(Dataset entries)

--- --- ---

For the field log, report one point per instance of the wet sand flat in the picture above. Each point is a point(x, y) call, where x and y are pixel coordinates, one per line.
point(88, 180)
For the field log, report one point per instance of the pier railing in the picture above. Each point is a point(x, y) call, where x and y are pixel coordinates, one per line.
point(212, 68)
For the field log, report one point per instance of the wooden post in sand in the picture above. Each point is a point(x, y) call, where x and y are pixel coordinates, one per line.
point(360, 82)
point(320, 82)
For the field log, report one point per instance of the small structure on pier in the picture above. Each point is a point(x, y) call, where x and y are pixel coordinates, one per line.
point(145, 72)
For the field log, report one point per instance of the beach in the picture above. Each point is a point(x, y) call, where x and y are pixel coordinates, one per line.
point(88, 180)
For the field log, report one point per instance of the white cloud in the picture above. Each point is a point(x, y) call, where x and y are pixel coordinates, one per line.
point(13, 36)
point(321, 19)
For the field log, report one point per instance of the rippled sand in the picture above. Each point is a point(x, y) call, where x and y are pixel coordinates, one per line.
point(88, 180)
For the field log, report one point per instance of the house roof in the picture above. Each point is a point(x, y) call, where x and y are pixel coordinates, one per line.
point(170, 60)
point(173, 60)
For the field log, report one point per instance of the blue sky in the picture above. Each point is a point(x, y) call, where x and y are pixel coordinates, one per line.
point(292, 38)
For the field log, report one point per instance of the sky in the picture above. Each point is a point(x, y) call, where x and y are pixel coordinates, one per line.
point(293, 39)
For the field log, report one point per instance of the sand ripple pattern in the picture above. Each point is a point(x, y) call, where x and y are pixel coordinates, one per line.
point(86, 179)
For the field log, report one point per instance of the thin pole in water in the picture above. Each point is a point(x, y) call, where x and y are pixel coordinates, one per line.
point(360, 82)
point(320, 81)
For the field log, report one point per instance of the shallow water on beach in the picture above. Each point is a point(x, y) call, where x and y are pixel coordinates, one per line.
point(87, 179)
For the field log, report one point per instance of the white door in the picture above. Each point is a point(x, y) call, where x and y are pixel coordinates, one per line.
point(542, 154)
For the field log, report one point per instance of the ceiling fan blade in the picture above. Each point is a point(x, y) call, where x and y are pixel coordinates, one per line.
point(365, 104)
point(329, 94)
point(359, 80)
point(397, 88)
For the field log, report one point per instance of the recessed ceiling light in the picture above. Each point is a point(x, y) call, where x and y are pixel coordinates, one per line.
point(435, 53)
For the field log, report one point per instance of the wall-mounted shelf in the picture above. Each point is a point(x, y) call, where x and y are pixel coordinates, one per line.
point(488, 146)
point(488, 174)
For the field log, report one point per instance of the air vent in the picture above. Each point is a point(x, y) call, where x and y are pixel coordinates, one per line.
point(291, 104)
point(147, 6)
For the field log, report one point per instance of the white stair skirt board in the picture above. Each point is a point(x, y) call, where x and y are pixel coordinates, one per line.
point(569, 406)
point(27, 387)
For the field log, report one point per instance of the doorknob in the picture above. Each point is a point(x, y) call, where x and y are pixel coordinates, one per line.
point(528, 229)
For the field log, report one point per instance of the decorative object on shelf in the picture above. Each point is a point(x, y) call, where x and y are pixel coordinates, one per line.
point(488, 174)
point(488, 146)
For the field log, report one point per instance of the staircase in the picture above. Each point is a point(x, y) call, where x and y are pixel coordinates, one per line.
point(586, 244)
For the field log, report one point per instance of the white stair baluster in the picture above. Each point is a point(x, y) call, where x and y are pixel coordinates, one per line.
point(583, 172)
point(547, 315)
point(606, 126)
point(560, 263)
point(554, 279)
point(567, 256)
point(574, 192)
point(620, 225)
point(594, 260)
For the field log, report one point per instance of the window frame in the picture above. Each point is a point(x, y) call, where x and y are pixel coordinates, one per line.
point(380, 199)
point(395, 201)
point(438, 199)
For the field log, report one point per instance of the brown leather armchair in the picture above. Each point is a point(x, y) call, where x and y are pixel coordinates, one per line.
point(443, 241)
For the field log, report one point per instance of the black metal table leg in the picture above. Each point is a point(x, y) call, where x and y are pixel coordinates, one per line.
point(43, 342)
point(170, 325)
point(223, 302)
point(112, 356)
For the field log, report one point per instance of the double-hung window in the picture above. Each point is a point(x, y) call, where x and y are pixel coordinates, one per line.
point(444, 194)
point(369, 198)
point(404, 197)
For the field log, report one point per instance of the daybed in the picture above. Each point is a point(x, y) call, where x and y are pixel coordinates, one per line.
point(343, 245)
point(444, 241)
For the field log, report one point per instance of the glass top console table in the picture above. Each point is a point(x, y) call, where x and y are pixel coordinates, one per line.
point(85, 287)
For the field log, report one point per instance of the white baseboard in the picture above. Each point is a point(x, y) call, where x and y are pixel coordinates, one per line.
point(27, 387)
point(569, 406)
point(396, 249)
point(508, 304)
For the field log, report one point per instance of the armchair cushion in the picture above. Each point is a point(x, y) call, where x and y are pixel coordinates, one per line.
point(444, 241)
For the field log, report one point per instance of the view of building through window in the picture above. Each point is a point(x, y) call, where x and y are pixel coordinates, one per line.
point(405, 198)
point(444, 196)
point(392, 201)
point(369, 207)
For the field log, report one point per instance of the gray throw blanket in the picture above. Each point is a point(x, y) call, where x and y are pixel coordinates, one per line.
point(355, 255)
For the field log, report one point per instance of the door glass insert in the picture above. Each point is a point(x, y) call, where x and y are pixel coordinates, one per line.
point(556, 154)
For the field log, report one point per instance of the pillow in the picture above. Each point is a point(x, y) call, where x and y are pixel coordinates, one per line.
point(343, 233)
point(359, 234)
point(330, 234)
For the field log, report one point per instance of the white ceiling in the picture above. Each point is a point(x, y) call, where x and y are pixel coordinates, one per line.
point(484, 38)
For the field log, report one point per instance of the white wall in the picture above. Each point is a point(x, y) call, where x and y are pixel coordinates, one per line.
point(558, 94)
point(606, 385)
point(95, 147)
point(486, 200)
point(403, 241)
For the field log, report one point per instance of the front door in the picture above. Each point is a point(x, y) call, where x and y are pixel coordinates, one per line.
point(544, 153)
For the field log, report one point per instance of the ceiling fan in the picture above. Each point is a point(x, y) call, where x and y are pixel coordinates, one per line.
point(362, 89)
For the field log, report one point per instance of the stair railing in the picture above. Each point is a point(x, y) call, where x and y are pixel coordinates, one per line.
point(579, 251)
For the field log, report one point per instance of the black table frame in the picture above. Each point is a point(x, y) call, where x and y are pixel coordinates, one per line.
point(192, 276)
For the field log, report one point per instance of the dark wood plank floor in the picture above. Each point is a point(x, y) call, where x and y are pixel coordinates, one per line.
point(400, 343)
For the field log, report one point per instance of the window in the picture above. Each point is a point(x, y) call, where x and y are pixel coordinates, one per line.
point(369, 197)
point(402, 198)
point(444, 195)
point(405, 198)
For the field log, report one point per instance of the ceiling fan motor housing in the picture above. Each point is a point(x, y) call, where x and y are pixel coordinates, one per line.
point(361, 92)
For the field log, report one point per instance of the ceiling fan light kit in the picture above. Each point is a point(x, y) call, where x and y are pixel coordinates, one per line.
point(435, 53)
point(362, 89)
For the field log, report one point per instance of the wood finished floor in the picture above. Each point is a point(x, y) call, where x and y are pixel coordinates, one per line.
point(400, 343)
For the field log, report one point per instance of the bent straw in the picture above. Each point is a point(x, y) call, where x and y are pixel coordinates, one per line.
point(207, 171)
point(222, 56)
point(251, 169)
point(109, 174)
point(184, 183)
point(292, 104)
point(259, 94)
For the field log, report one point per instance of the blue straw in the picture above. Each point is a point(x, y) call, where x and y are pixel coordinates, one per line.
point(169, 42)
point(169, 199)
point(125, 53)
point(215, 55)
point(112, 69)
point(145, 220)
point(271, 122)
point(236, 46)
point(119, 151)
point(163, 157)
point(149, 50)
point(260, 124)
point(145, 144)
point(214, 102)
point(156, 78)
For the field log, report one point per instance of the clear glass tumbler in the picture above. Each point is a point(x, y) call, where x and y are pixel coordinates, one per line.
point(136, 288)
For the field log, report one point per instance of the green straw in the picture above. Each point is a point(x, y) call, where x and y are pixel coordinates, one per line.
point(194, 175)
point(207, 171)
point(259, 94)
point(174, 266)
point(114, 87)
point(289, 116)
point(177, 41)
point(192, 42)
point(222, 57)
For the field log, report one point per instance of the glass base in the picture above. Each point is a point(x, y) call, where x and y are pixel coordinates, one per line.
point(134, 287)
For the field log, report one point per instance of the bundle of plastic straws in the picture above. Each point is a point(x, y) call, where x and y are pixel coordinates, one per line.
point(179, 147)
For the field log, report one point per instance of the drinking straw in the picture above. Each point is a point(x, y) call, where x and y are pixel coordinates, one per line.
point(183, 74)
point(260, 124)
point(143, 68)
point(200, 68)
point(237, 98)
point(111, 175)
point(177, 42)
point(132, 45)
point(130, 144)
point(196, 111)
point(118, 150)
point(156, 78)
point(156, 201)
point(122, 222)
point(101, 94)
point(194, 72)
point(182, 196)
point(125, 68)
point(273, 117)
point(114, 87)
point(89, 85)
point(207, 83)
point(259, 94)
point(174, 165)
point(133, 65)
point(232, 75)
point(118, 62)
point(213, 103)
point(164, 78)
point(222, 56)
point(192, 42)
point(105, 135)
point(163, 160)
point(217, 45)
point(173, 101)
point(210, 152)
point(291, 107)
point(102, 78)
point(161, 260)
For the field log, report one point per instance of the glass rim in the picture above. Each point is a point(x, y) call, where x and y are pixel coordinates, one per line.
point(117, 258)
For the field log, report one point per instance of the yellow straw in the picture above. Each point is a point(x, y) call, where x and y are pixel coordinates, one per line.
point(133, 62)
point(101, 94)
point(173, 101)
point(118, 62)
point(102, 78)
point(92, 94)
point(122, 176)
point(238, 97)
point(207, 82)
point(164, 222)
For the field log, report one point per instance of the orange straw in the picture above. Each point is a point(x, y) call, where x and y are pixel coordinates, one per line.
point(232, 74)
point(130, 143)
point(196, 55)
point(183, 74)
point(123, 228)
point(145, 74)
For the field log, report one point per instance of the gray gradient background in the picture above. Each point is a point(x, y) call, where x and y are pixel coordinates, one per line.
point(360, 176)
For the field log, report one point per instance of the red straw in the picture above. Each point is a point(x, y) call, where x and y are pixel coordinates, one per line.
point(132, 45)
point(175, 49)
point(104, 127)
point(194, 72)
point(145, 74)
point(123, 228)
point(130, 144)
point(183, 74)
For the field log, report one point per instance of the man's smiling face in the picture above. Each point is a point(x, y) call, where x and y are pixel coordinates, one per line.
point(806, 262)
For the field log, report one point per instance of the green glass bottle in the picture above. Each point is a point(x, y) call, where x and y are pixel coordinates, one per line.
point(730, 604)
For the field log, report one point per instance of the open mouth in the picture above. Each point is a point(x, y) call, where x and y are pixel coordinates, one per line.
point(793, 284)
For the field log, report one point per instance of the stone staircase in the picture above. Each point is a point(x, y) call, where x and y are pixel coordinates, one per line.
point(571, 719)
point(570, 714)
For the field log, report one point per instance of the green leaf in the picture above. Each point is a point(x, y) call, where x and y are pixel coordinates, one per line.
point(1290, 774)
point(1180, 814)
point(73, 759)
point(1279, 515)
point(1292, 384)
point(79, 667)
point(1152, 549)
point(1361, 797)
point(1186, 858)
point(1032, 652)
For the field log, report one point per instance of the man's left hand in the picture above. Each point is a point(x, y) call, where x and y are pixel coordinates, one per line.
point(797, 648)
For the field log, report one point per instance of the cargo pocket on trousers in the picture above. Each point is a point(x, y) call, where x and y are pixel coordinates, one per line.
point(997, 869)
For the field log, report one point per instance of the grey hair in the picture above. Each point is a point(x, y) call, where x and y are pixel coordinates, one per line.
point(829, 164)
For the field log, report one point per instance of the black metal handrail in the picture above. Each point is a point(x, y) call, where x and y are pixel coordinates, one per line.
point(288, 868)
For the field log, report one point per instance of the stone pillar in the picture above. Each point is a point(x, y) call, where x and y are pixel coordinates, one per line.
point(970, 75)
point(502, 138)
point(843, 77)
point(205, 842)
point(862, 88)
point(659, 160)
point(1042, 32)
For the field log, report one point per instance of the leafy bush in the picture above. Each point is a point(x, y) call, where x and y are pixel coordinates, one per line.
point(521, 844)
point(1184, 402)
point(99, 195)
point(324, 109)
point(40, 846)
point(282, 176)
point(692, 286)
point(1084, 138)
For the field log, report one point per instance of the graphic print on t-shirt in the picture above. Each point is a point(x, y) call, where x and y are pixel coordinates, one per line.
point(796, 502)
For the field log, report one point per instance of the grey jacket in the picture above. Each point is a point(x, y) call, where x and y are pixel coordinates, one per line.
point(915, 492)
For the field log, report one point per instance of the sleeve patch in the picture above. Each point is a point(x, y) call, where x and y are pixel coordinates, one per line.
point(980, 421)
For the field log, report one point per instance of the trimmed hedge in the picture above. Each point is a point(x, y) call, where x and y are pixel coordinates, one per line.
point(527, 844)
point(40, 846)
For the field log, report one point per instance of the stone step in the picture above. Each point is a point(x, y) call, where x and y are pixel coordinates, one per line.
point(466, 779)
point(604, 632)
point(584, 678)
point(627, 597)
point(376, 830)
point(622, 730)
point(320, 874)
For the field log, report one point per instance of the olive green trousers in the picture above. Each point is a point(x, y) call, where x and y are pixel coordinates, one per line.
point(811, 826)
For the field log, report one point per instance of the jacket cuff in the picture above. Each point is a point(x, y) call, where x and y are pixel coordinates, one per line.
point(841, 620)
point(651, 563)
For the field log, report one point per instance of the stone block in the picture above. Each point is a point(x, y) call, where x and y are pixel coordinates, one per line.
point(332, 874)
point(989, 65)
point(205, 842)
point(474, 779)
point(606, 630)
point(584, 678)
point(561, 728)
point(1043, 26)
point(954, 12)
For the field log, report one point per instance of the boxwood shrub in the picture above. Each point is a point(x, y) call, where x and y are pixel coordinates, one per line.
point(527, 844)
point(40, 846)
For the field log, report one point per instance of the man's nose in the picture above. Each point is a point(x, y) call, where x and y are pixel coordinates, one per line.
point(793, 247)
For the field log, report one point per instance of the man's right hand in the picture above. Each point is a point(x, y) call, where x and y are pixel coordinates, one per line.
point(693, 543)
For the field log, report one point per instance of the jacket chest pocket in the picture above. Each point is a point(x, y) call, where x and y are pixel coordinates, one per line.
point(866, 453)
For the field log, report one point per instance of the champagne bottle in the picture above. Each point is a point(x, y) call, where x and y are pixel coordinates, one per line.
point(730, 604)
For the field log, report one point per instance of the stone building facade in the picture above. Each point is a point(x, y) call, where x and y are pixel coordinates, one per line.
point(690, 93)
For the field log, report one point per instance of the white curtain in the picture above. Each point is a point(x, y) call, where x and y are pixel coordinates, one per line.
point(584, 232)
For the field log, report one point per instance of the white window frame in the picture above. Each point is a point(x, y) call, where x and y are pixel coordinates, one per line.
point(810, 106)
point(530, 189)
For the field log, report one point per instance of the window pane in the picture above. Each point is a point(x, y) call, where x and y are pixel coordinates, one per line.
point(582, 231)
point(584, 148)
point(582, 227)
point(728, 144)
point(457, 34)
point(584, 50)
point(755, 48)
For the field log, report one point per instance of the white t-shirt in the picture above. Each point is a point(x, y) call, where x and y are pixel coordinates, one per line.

--- --- ---

**EXERCISE PROMPT:** Return exactly the lines in the records above, beginning with the one that holds "the white window" and ending with the last.

**RESPONSE:**
For the field log, report one point per instance of the white window frame in the picture above. Each point is a point(x, y) call, where x and y are pixel coordinates, one per line.
point(810, 106)
point(530, 189)
For the field log, report one point per instance of the window pane in the picture above. Each point is a point(x, y) call, where x and y are pixel coordinates, one per line.
point(582, 231)
point(584, 148)
point(582, 227)
point(728, 144)
point(457, 34)
point(584, 50)
point(755, 48)
For the field log, report one point per instance of the white t-shirt in the picture above. Each point is a point(x, y) call, where x and y are pixel coordinates, one per line.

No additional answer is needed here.